Prompt:
Return each line of the material below that contains the word "dried", and copy every such line in full.

○ ○ ○

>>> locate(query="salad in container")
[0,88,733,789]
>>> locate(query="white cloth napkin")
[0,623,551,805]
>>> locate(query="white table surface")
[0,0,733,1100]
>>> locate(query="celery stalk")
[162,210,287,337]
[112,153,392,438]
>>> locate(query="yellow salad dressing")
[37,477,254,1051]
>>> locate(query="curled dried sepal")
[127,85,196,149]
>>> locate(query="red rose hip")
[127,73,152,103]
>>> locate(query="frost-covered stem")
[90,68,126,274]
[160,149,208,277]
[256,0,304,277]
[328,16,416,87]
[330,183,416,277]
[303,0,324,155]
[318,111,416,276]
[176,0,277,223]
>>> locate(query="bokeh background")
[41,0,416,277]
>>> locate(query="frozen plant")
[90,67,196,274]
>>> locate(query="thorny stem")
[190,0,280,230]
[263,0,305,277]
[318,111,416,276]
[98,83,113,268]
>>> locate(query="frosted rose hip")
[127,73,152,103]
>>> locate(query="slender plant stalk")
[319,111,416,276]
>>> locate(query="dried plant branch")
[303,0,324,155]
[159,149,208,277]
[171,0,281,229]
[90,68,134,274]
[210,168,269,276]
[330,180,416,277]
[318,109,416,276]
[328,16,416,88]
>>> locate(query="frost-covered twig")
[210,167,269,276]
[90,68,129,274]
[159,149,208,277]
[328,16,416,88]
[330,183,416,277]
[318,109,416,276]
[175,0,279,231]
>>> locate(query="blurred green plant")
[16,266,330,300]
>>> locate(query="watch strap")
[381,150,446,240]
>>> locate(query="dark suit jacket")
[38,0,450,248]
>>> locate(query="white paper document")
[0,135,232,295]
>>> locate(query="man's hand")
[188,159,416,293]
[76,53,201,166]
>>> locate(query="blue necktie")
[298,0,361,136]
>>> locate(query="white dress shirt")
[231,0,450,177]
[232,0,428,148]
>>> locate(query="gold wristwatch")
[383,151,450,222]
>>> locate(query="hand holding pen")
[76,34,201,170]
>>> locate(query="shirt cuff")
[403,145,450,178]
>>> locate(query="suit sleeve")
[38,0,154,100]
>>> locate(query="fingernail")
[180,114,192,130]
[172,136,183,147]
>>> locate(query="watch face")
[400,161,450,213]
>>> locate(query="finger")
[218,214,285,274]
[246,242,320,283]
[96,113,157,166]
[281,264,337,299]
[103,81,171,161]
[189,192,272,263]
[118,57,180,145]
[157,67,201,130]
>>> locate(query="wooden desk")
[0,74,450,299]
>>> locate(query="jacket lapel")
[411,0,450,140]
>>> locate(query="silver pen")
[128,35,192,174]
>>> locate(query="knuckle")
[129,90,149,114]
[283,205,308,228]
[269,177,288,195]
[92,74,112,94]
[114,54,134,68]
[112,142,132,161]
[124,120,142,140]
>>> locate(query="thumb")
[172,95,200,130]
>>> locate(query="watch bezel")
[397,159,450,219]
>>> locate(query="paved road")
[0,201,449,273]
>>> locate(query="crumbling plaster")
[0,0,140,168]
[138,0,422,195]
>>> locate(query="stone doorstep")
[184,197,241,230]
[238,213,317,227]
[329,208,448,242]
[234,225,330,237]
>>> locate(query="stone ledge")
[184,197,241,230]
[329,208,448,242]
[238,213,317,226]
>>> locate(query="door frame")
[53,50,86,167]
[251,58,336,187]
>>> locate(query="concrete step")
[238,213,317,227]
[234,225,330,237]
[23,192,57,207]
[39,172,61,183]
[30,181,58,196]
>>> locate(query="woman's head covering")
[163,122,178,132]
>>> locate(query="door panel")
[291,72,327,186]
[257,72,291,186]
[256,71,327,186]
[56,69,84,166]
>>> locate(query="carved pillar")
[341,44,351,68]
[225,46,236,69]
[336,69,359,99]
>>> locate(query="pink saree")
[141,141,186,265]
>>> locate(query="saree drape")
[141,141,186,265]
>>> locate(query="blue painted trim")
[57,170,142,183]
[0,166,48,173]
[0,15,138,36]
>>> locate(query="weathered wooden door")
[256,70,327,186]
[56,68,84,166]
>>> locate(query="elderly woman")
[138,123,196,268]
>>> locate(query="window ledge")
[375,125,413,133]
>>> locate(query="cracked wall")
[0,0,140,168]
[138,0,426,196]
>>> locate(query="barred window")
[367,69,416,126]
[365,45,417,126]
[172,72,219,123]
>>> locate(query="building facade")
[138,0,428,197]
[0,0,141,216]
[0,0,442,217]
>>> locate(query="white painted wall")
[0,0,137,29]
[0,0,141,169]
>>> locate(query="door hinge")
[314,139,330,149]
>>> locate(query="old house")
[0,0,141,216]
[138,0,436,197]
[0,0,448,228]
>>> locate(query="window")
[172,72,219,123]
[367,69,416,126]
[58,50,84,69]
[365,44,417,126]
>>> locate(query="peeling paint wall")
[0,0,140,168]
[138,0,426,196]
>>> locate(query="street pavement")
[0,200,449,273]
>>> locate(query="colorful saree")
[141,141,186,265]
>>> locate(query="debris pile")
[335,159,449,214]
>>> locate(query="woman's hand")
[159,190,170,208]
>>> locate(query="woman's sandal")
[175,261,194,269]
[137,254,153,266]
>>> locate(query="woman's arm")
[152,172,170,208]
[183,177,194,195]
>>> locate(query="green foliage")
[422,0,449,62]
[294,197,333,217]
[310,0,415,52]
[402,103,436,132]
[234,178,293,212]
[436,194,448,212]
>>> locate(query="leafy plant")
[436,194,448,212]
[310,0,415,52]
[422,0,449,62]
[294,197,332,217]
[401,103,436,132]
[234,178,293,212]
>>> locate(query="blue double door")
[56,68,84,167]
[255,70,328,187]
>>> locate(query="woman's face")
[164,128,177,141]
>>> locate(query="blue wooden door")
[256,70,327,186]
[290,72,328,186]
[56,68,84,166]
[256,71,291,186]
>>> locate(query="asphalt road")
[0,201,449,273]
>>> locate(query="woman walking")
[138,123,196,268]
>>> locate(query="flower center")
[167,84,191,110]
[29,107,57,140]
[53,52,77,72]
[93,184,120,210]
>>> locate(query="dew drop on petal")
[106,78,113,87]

○ ○ ○

Answer for this exercise:
>>> locate(query="curled dried sepal")
>>> locate(query="dried plant branch")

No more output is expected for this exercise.